WORK ORDER —
Can you reproduce the newsletter below word for word, from "We, at Uniting4Kids, have" down to "making a donation?"?

GIVEN TEXT —

[Start of section]

In this newsletter:
- Uniting4Kids Fundraising Event – Will you partner with us?
- See you on Social Media – Thanks Scott McCleod@McCleod
- Video -Students, Teachers and Parents ask Colorado BOE – “Stop High-Stakes Testing”
We’re wishing you a happy spring and sending along a personal invite to our Uniting4Kids Fundraiser:
This is important work because who educates America’s children and for what purposes matters to you, your community, and our shared future. The planet, democracy, the economy and our humanity will be decided by the generations we leave behind. The state of education matters greatly to all of us.
We, at Uniting4Kids, have made a lot of progress. We have a stellar group of leaders working in a targeted fashion to champion kids and a viable public education. We’re growing and we’re getting better and we still lack the resources to counter the corporate interests that work against the basic needs of students and the best practices of education. It’s a big job and we need your help. Would you be willing to partner with us by making a donation?

[End of section]

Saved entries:

[Start of section]

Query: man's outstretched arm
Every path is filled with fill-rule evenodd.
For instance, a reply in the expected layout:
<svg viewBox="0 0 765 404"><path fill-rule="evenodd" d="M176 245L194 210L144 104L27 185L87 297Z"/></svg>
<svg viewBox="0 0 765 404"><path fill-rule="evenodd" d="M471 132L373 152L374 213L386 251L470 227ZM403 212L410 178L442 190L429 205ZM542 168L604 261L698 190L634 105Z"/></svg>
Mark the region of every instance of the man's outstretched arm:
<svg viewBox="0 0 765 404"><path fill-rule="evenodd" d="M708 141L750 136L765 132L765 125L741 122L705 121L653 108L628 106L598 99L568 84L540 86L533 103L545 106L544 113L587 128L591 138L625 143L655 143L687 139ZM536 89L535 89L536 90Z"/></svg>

[End of section]

RESPONSE —
We, at Uniting4Kids, have made a lot of progress. We have a stellar group of leaders working in a targeted fashion to champion kids and a viable public education. We’re growing and we’re getting better and we still lack the resources to counter the corporate interests that work against the basic needs of students and the best practices of education. It’s a big job and we need your help. Would you be willing to partner with us by making a donation?